課題の目標
アメリカのビザ申請を解説した出典から、「- 例えば、アカデミー賞、エ」で始まり「は本人に関する記事のコピー。」で終わる部分を、一字も変えずに書き写してください。

このページでは、まず「弁護士の依頼から許可まで」を解説します。
ビザ申請の方法1 (弁護士への依頼から許可まで)
ビザの申請は日本のアーティストやマネジメントが行うのではなく、アメリカの会社が行います。アメリカの会社が「この仕事を実行するためにはこの人たちが必要だ」と言って申請するわけです。将来、メジャーなエージェントやレコード・レーベルがこの申請をしてくれるようになるまでは、エンタテインメントマーケティングのUSオフィスが「この人たちが必要だ」と申請します。
あくまでこれは「アメリカの企業が自身の業務を成功させるために外国籍の人が必要である」場合に、アメリカ企業が政府に請願する形で申請するものであることを忘れてはなりません。
「Oビザ」は「その分野において業界のトップ数パーセントのうちの1人として卓越した才能の所持者である」と認められた人のビザですから、これを証明する必要があります。
- 例えば、アカデミー賞、エミー賞、グラミー賞または監督協会賞などの国内外の著名な大賞の受賞候補者にノミネートされた、または受賞したことがある場合は、その事実を証する資料。音楽アーティストだとアメリカ国内の賞だとグラミー賞ということになりますね。「日本レコード大賞」のような日本の音楽賞を同様に認めてくれるかどうかは、申請してみないとはっきりしません。基準は明らかにはなっていないのです。
また、以下のうちの3点以上が必要となります。アメリカ移民局は提出された資料の いずれかを不十分とみなす可能性があるので、準備する資料は、多ければ多いほど良いのです。
- 極めて著名な作品や公演に本人が主役またはスター級として出演したことがあるか、出演することになっている場合は、その事実を確認できるような新聞や雑誌に掲載された評論、宣伝広告資料、新聞発表、ポスターその他の印刷物や契約書、保証書等のコピー。
- 本人がその業績により国内的または国際的に高い評価を受けている場合は、その事実が確認できるような大手の新聞、業界紙、雑誌その他の出版物に掲載された評論または本人に関する記事のコピー。
- 本人が著名な一流の組織や団体のために主役級、スター級またこれに準ずるような重要な役で主演したことがある場合は、その事実が確認できるような新聞、雑誌その他の出版物に掲載された記事のコピーまたはどう事実を確認したかの宣誓供述書。

保存データ
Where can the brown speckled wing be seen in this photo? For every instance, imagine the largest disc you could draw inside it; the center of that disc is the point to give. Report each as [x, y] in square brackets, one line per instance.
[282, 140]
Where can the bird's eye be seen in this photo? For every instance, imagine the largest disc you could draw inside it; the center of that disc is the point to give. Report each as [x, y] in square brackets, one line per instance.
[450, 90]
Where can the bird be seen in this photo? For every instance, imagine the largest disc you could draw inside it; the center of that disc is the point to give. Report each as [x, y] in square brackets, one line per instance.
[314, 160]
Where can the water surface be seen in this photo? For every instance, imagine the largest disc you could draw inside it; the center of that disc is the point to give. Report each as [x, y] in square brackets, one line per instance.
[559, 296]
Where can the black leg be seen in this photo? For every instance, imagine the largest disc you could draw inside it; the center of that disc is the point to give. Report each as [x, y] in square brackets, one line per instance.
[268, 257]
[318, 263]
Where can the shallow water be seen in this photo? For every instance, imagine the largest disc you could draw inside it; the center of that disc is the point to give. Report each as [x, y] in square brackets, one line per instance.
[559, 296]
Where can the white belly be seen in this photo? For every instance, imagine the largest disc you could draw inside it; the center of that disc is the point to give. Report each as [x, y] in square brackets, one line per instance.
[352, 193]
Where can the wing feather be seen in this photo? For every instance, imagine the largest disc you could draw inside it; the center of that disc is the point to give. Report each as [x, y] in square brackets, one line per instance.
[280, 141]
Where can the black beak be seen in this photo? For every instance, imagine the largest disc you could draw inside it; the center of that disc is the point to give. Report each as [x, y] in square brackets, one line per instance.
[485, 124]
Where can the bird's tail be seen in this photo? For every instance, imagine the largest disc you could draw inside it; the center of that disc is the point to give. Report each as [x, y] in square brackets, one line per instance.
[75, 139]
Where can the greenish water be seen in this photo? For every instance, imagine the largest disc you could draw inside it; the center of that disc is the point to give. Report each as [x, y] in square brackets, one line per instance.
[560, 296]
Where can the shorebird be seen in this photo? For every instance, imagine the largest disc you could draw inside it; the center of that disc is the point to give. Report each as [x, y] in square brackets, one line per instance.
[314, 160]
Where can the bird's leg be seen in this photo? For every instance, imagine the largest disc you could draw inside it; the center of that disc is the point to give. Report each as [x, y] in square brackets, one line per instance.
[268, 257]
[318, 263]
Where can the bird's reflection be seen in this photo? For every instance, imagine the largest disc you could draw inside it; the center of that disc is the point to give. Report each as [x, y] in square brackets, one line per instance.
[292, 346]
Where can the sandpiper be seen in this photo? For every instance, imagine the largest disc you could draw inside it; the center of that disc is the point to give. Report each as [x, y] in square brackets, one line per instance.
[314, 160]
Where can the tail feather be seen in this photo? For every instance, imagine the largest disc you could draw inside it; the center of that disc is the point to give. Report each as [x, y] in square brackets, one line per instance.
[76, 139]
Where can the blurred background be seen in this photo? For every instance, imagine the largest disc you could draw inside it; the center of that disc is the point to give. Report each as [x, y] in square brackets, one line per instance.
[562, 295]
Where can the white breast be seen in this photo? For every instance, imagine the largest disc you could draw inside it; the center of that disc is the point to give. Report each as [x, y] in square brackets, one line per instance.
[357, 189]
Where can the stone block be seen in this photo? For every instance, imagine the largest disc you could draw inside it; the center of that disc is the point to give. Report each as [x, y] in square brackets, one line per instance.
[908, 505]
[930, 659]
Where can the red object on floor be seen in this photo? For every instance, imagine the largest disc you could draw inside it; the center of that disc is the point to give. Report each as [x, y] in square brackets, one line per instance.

完全な解答
- 例えば、アカデミー賞、エミー賞、グラミー賞または監督協会賞などの国内外の著名な大賞の受賞候補者にノミネートされた、または受賞したことがある場合は、その事実を証する資料。音楽アーティストだとアメリカ国内の賞だとグラミー賞ということになりますね。「日本レコード大賞」のような日本の音楽賞を同様に認めてくれるかどうかは、申請してみないとはっきりしません。基準は明らかにはなっていないのです。
また、以下のうちの3点以上が必要となります。アメリカ移民局は提出された資料の いずれかを不十分とみなす可能性があるので、準備する資料は、多ければ多いほど良いのです。
- 極めて著名な作品や公演に本人が主役またはスター級として出演したことがあるか、出演することになっている場合は、その事実を確認できるような新聞や雑誌に掲載された評論、宣伝広告資料、新聞発表、ポスターその他の印刷物や契約書、保証書等のコピー。
- 本人がその業績により国内的または国際的に高い評価を受けている場合は、その事実が確認できるような大手の新聞、業界紙、雑誌その他の出版物に掲載された評論または本人に関する記事のコピー。